April 11, 2018 at 9:38 am
I'm trying to build out a data warehouse using the Kimball Methodology and I'm having trouble figuring out how to handle fields that I will refer to as lookup fields because they are manually maintained through other processes. Here is the dimension table I have designed (Red = field from source, Blue = Lookup field)
The NameID and CleanName fields are populated by joining to another table on Name.
The Region field is populated by joining to another table on Zip.
The Type field is populated by joining to another table on Name.
My first question would be is my design correct? I chose to do it this way because I don't feel like the lookup fields belong in a junk dimension and I didn't want to make them their own dimensions because I'm trying to avoid snowflaking. Plus I feel like it is a natural fit to include it all in one table since all of the fields describe the Name.
My second question would be does anyone have any general suggestions on handling the ETL? My initial attempt has led me to perform a lookup to see if it exists based on matching criteria and if so move on to the next lookup and if not move on to the same lookup that would be performed had it matched anyway. This essentially duplicates each lookup because I'm grabbing the matching data if it exists but need to use the source data if not.
April 11, 2018 at 10:29 am
RonMexico - Wednesday, April 11, 2018 9:38 AMI'm trying to build out a data warehouse using the Kimball Methodology and I'm having trouble figuring out how to handle fields that I will refer to as lookup fields because they are manually maintained through other processes. Here is the dimension table I have designed (Red = field from source, Blue = Lookup field)
The NameID and CleanName fields are populated by joining to another table on Name.
The Region field is populated by joining to another table on Zip.
The Type field is populated by joining to another table on Name.My first question would be is my design correct? I chose to do it this way because I don't feel like the lookup fields belong in a junk dimension and I didn't want to make them their own dimensions because I'm trying to avoid snowflaking. Plus I feel like it is a natural fit to include it all in one table since all of the fields describe the Name.

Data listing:
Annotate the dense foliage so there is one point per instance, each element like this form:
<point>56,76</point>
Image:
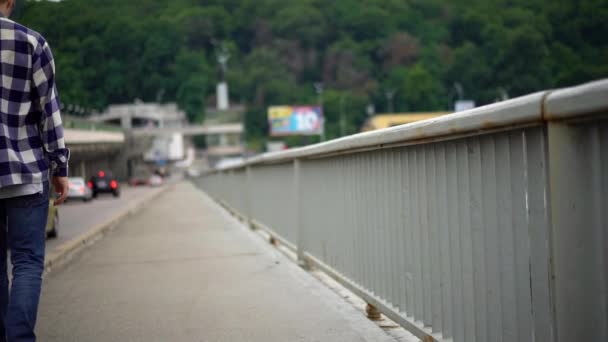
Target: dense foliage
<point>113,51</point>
--
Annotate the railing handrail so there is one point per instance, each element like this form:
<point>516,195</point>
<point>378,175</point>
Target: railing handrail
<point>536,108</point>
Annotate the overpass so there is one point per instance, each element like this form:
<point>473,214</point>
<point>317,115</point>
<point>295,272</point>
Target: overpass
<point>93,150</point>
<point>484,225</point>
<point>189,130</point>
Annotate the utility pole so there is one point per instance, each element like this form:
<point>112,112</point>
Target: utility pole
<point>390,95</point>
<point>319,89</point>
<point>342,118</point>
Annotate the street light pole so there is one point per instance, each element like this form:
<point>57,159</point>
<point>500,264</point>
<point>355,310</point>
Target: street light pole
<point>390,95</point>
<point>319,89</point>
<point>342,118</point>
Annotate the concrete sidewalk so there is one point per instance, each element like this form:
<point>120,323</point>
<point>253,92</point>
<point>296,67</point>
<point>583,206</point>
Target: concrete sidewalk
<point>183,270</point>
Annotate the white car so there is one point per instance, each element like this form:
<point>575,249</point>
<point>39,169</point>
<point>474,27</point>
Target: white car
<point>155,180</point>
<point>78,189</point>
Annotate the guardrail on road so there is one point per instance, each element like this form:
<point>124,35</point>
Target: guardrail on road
==
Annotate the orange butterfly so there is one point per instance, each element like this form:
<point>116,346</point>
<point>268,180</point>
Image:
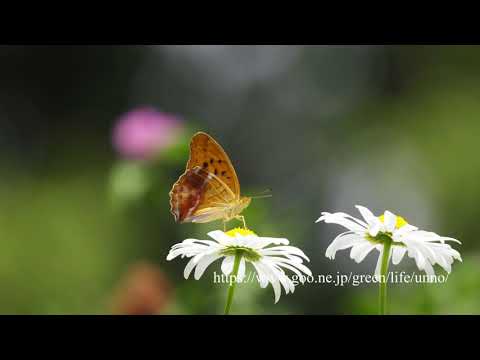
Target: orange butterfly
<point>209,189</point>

▶ EXERCISE TASK 1: According to the forum thread, what table field is filled by joining to another table on Zip?
▶ EXERCISE TASK 2: Convert the records into a JSON list of strings with one string per line. Begin at the line containing "Annotate the dense", stop after the line containing "<point>113,51</point>", skip blank lines, and omit the pictures.

▶ COMPLETE RESPONSE 1: The Region field.

▶ COMPLETE RESPONSE 2:
[
  "Annotate the dense foliage so there is one point per instance, each element like this form:",
  "<point>56,76</point>",
  "Image:",
  "Target: dense foliage",
  "<point>113,51</point>"
]